• [What is needed]
Write out the records below word for word, from the line containing "Tag each instance of the concrete" through the end of the records, including both ends, and leave the pictures out of your answer.

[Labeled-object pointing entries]
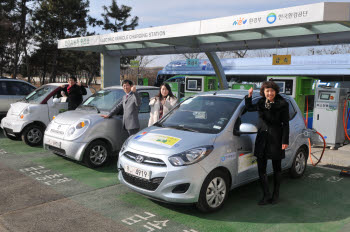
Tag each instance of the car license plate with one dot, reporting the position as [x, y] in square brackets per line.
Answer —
[54, 143]
[8, 125]
[138, 172]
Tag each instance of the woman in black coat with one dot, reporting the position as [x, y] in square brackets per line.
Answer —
[74, 93]
[273, 135]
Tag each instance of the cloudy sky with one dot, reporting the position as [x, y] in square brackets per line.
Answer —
[153, 13]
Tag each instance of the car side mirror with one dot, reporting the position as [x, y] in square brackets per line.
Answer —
[247, 128]
[56, 100]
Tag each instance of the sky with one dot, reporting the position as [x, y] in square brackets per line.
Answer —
[154, 13]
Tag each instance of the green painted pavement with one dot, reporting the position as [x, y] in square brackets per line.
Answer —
[96, 178]
[318, 202]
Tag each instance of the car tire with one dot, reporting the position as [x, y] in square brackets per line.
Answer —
[299, 163]
[97, 154]
[33, 135]
[214, 192]
[10, 136]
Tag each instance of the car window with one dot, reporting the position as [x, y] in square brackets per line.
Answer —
[3, 88]
[205, 114]
[104, 99]
[250, 117]
[40, 94]
[144, 108]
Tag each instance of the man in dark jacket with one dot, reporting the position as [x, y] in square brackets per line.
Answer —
[130, 106]
[273, 135]
[74, 92]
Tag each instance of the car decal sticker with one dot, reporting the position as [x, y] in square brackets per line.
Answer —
[163, 140]
[246, 161]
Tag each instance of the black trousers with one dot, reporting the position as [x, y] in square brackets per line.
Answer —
[262, 164]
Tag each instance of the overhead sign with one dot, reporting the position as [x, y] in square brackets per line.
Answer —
[134, 63]
[318, 12]
[281, 60]
[192, 62]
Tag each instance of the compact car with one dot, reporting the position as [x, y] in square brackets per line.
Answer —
[84, 135]
[202, 149]
[27, 119]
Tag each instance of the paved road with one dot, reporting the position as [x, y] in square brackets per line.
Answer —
[44, 192]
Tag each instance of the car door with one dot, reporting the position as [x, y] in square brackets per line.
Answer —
[293, 134]
[247, 165]
[4, 97]
[145, 109]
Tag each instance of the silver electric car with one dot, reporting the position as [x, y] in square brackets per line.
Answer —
[83, 135]
[202, 149]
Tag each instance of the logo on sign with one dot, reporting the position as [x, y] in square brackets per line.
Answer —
[139, 159]
[271, 18]
[240, 21]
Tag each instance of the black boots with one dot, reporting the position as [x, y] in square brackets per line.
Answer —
[276, 187]
[265, 187]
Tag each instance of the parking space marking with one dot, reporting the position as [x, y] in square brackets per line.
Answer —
[147, 221]
[45, 176]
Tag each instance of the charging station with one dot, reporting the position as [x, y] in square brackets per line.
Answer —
[328, 115]
[200, 84]
[298, 88]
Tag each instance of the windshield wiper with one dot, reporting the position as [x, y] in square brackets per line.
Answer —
[183, 128]
[158, 124]
[98, 111]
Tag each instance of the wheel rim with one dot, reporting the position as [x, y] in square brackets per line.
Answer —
[216, 192]
[98, 155]
[300, 163]
[34, 135]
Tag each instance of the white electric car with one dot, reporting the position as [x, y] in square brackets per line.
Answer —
[27, 119]
[84, 135]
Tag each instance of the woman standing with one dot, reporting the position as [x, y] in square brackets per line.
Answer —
[273, 135]
[161, 104]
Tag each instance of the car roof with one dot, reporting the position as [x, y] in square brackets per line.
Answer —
[234, 93]
[15, 80]
[138, 87]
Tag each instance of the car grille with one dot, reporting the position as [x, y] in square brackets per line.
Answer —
[142, 183]
[147, 160]
[9, 131]
[57, 150]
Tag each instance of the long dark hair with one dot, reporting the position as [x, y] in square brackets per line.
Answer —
[269, 84]
[167, 86]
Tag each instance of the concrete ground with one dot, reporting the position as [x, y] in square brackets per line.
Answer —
[44, 192]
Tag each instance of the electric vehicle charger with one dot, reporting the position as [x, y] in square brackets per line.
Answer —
[308, 135]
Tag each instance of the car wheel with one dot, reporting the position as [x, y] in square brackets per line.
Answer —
[214, 192]
[97, 154]
[33, 135]
[299, 163]
[10, 136]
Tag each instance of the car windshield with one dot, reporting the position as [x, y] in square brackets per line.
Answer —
[40, 94]
[204, 114]
[104, 100]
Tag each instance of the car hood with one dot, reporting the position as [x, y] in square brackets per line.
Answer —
[168, 141]
[70, 117]
[18, 107]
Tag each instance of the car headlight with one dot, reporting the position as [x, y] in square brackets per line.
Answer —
[191, 156]
[24, 112]
[78, 129]
[125, 144]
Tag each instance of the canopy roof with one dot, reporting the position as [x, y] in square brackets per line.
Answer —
[314, 24]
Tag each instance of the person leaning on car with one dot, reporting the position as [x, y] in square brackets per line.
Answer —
[74, 92]
[273, 136]
[130, 105]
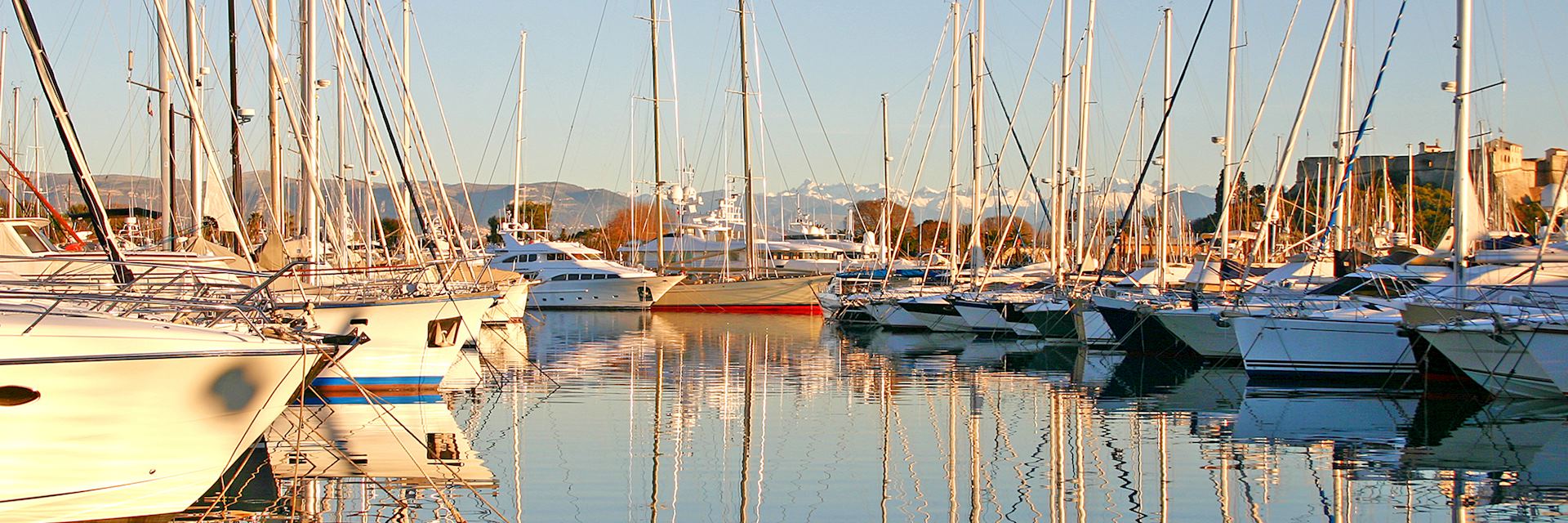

• [Output below]
Tag each instance of the concrete ground with one dot, reporting the position as [x, y] in square brackets per line.
Answer —
[44, 192]
Tag each instance of the electric vehicle charger with one dot, reporting the position as [x, y] in square brackets per line.
Answer —
[308, 135]
Tag each instance of the car wheel with one dot, reporting the position as [x, y] in square brackets per line.
Answer —
[214, 192]
[97, 154]
[33, 135]
[299, 163]
[10, 136]
Tag each instance of the car windshield with one dot, reporting the position as [x, y] in square brackets per line.
Answer —
[40, 94]
[204, 114]
[104, 100]
Tag each instance of the car hood with one dot, reporting the position as [x, y] in square brackets per line.
Answer —
[168, 141]
[70, 117]
[18, 107]
Tag each instance of the car headlight with one dot, reporting the position as [x, y] in square brackets per line.
Answer —
[191, 156]
[24, 112]
[78, 129]
[125, 144]
Tag each instance of the canopy roof with one dot, reporting the position as [x, y] in square brackets per line.
Answer —
[314, 24]
Tag each instance of the person leaning on car with one dot, reporting the position as [x, y] in square brackets per line.
Answer —
[74, 92]
[273, 136]
[130, 105]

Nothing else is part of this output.